## EXCERPT PROVIDED:
31. pyxc: Arithmetic Completeness

Where We Are

Chapter 30 finished the object model. Before moving further, there is a gap worth closing: pyxc has +, -, and * but not / or %. Compound assignment (+=, *= etc.) does not exist. Neither do ++ and --. After this chapter, all of that works:

extern def printd(x: float64)

def main() -> int:
  var a: int = 17
  var b: int = 4
  var q: int = a / b
  var r: int = a % b

  var x: int = 10
  x += 5
  x -= 3
  x *= 2
  x /= 4
  x %= 10

  var i: int = 0
  i++
  ++i

  printd(float64(q + r + x + i))
  return 0
14.000000

Source Code

git clone --depth 1 https://github.com/alankarmisra/pyxc-llvm-tutorial
cd pyxc-llvm-tutorial/code/chapter-31

Grammar

Three areas of the grammar change.

assignop replaces the bare = in assignstmt, now accepting any of the six assignment operators. postfixexpr is inserted between unaryexpr and primary to capture postfix ++/--. builtinbinaryop gains / and %.

assignstmt      = lvalue assignop expression ;           -- changed
assignop        = "=" | "+=" | "-=" | "*=" | "/=" | "%=" ;  -- new
unaryexpr       = unaryop unaryexpr | postfixexpr ;      -- changed
unaryop         = "-" | "++" | "--" | userdefunaryop ;   -- changed
postfixexpr     = primary [ postfixop ] ;                -- new
postfixop       = "++" | "--" ;                          -- new
builtinbinaryop = "+" | "-" | "*" | "/" | "%"

## DATASET EXCERPTS:
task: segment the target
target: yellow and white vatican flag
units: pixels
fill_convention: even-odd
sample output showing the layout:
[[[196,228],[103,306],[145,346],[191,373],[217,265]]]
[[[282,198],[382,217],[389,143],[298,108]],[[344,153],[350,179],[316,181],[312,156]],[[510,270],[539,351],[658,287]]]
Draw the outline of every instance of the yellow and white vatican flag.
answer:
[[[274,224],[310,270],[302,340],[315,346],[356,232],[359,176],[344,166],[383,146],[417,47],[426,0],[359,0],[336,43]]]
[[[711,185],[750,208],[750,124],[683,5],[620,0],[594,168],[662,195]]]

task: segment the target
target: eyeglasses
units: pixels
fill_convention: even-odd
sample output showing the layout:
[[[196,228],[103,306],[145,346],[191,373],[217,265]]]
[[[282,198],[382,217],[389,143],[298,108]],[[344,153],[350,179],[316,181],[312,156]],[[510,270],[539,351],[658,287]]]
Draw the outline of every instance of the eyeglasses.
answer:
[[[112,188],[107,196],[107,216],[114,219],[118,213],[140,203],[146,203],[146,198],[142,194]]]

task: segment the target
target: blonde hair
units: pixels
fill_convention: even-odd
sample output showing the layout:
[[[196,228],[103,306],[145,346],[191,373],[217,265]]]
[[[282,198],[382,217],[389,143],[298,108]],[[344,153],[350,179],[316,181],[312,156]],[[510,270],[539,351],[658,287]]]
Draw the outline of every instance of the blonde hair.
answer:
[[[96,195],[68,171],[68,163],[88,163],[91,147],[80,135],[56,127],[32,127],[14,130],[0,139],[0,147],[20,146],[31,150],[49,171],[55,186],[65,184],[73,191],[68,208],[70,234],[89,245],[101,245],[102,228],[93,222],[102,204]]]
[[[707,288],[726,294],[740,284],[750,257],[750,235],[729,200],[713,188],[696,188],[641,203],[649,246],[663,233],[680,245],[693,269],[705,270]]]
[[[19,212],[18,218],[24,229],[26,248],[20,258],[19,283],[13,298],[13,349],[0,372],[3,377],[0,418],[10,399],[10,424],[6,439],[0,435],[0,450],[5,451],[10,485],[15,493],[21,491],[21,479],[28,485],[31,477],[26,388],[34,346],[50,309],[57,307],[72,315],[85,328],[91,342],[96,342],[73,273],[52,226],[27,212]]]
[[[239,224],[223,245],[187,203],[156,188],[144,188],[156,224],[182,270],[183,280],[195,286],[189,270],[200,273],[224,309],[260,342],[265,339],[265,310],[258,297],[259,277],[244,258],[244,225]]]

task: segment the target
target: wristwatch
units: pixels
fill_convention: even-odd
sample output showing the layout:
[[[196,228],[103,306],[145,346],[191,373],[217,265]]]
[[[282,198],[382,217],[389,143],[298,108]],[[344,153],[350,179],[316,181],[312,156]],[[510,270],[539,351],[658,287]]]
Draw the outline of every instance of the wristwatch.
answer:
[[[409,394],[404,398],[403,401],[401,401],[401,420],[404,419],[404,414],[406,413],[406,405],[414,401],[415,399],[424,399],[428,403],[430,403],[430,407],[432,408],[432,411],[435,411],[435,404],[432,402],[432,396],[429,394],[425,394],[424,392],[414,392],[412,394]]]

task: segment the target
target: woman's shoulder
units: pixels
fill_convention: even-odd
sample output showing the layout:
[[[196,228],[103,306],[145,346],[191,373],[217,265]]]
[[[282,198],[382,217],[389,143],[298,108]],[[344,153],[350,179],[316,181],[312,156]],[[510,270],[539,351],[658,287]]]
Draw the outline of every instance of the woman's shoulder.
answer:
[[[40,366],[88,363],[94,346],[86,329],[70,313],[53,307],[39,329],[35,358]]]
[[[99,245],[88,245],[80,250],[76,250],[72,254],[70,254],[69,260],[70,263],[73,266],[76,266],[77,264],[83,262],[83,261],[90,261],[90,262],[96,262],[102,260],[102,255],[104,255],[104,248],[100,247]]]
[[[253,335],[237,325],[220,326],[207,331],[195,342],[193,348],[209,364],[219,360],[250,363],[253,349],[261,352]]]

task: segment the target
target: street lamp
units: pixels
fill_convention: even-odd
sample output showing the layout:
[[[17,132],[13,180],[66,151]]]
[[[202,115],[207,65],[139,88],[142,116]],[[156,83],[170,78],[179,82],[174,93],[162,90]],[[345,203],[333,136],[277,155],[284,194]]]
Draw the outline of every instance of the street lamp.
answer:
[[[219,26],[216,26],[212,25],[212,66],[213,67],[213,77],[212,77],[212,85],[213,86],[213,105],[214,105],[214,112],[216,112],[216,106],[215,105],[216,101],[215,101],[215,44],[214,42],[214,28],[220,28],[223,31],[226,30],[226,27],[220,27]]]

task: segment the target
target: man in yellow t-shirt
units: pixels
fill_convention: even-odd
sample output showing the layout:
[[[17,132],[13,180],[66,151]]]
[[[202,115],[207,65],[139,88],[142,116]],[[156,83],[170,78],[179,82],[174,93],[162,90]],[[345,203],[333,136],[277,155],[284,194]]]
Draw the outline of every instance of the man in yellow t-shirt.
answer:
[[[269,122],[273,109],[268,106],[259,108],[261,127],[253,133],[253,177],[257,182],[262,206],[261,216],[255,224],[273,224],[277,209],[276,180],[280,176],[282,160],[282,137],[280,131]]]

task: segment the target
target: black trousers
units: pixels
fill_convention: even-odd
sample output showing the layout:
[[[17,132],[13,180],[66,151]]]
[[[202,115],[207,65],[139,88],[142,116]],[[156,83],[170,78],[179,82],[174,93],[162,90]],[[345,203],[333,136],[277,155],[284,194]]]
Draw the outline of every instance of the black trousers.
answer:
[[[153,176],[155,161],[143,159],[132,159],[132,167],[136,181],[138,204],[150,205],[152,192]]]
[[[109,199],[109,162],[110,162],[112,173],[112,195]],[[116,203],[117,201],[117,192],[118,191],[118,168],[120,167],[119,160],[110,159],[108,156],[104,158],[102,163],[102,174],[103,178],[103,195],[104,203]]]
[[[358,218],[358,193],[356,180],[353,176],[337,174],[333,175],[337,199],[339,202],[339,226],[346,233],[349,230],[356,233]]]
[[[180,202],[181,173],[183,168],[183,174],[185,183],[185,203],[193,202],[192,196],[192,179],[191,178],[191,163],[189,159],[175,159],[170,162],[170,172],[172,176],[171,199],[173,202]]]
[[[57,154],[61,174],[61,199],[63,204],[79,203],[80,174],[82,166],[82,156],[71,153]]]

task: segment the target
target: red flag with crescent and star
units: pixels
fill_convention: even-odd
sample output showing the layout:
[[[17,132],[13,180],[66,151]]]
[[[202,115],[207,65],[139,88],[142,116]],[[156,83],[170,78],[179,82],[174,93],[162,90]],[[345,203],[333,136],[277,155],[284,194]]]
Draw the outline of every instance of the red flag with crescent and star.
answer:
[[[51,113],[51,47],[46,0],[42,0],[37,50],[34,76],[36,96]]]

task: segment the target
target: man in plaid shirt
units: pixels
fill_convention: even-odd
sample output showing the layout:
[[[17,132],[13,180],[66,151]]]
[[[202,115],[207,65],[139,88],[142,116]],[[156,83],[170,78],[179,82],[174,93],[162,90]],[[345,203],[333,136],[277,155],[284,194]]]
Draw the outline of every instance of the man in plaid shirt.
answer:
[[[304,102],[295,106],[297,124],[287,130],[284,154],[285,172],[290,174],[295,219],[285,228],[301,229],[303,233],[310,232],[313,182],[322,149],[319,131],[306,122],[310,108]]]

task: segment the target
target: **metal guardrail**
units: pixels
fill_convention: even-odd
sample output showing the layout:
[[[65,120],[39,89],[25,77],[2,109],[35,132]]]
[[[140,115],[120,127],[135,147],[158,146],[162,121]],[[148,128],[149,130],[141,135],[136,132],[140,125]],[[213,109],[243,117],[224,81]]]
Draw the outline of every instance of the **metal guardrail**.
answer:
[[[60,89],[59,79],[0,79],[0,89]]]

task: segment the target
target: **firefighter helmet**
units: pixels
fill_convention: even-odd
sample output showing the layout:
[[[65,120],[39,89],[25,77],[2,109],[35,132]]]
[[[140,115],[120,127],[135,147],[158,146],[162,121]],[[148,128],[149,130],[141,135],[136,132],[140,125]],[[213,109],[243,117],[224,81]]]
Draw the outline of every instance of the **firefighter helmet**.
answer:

## BRIEF 1:
Which grammar rules does the pyxc chapter mark as new?
## BRIEF 2:
How would you put this sentence from the pyxc chapter into Spanish: "postfixexpr is inserted between unaryexpr and primary to capture postfix ++/--."
## BRIEF 3:
Can you retype the pyxc chapter from "Source Code" up to and including "the grammar change."?

## RESPONSE 1:
assignop, postfixexpr, postfixop

## RESPONSE 2:
postfixexpr se inserta entre unaryexpr y primary para capturar ++/-- en posición postfija.

## RESPONSE 3:
Source Code

git clone --depth 1 https://github.com/alankarmisra/pyxc-llvm-tutorial
cd pyxc-llvm-tutorial/code/chapter-31

Grammar

Three areas of the grammar change.